__Text provided__:
——

Respir Care 2008;53(8):1054–1080
Authors: Raffaele Scala MD and Mario Naldi MD
The application of noninvasive ventilation (NIV) to treat acute respiratory failure has increased tremendously both inside and outside the intensive care unit. The choice of ventilator is crucial for success of NIV in the acute setting, because poor tolerance and excessive air leaks are significantly correlated with NIV failure.
Patient-ventilator asynchrony and discomfort can occur if the physician or respiratory therapist fails to adequately set NIV to respond to the patient’s ventilatory demand, so clinicians need to fully understood the ventilator’s technical peculiarities (eg, efficiency of trigger and cycle systems, speed of pressurization, air-leak compensation, CO2 rebreathing, reliability of fraction of inspired oxygen reading, monitoring accuracy). A wide range of ventilators of different complexity have been introduced into clinical practice to noninvasively support patients in acute respiratory failure, but the numerous commercially available ventilators (bi-level, intermediate, and intensive care unit ventilators) have substantial differences that can influence patient comfort, patient-ventilator interaction, and, thus, the chance of NIV clinical success.

——

[Referring expression pointing data]
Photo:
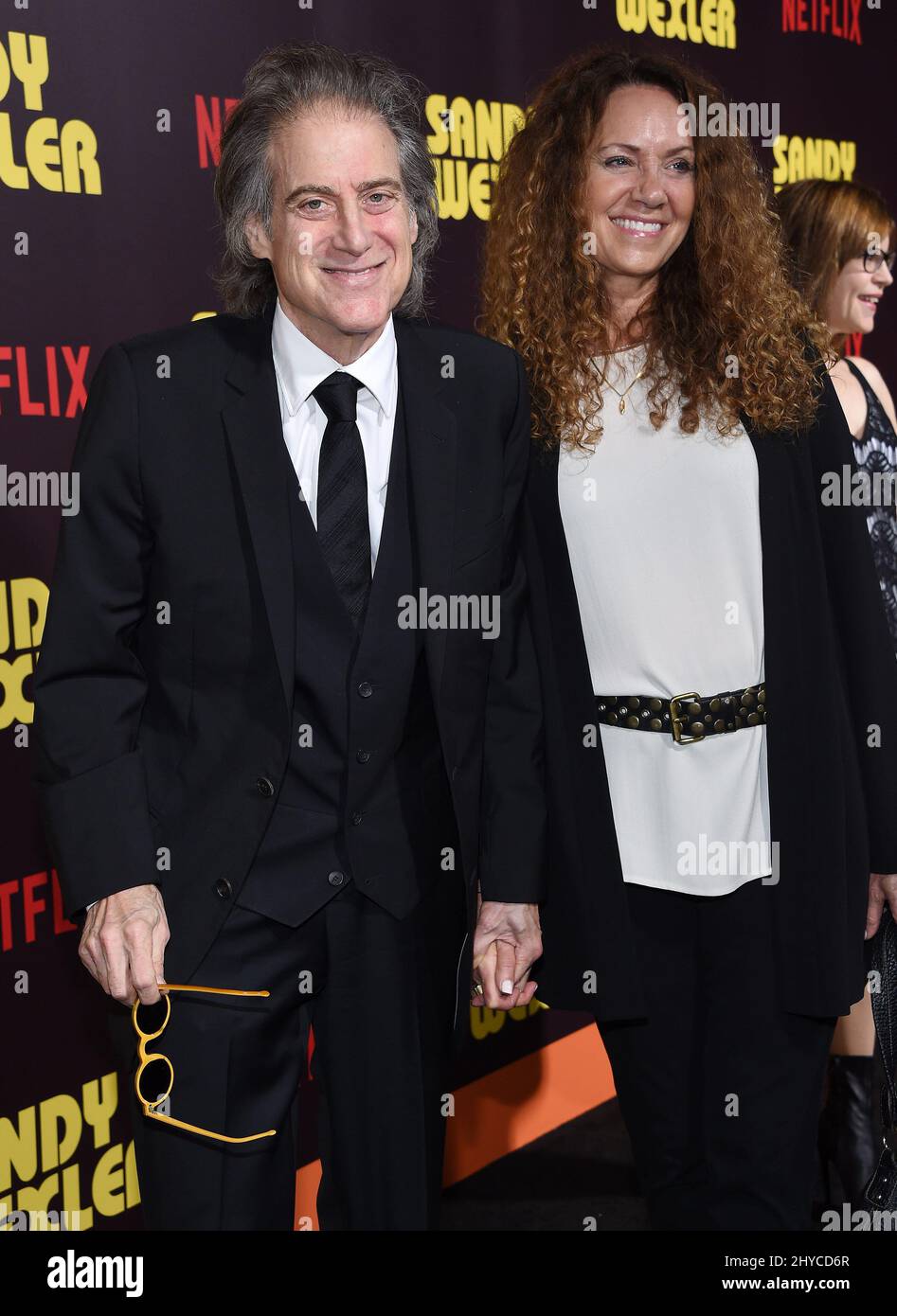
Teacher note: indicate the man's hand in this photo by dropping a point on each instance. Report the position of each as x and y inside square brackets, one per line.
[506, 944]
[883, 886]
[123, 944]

——

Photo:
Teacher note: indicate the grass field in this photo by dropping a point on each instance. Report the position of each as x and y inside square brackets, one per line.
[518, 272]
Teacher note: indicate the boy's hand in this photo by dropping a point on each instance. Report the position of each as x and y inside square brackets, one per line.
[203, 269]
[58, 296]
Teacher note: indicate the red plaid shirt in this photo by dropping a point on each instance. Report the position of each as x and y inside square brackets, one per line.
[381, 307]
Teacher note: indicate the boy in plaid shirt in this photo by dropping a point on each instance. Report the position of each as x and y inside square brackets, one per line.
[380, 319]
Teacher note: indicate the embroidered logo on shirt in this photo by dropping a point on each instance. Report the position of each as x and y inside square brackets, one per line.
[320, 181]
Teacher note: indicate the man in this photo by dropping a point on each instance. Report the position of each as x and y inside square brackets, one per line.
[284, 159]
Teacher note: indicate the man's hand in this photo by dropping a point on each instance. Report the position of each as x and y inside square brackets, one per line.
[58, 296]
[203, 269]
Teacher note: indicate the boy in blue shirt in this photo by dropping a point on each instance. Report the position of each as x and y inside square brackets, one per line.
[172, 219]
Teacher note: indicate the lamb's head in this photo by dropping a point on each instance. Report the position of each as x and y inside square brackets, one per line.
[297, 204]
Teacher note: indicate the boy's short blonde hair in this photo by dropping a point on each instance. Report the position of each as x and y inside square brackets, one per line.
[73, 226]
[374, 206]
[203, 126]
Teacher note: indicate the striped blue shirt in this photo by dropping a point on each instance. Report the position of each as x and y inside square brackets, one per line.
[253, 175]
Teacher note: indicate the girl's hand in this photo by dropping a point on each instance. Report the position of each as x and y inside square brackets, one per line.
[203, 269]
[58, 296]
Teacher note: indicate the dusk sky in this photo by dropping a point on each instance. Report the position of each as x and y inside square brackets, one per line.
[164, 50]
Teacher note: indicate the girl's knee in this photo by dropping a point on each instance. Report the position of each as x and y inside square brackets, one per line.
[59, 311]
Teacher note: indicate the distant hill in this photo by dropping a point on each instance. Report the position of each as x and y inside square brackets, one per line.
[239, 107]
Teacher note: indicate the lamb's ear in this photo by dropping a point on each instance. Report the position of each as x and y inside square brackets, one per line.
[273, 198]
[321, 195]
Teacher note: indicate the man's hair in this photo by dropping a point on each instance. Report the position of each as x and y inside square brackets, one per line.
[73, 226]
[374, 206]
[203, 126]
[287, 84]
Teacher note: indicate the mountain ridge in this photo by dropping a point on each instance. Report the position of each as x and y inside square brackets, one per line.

——

__How to complete this task__: Reproduce the full text of the abstract on ventilators for noninvasive ventilation word for word, with no changes.

__Solved problem__:
Respir Care 2008;53(8):1054–1080
Authors: Raffaele Scala MD and Mario Naldi MD
The application of noninvasive ventilation (NIV) to treat acute respiratory failure has increased tremendously both inside and outside the intensive care unit. The choice of ventilator is crucial for success of NIV in the acute setting, because poor tolerance and excessive air leaks are significantly correlated with NIV failure.
Patient-ventilator asynchrony and discomfort can occur if the physician or respiratory therapist fails to adequately set NIV to respond to the patient’s ventilatory demand, so clinicians need to fully understood the ventilator’s technical peculiarities (eg, efficiency of trigger and cycle systems, speed of pressurization, air-leak compensation, CO2 rebreathing, reliability of fraction of inspired oxygen reading, monitoring accuracy). A wide range of ventilators of different complexity have been introduced into clinical practice to noninvasively support patients in acute respiratory failure, but the numerous commercially available ventilators (bi-level, intermediate, and intensive care unit ventilators) have substantial differences that can influence patient comfort, patient-ventilator interaction, and, thus, the chance of NIV clinical success.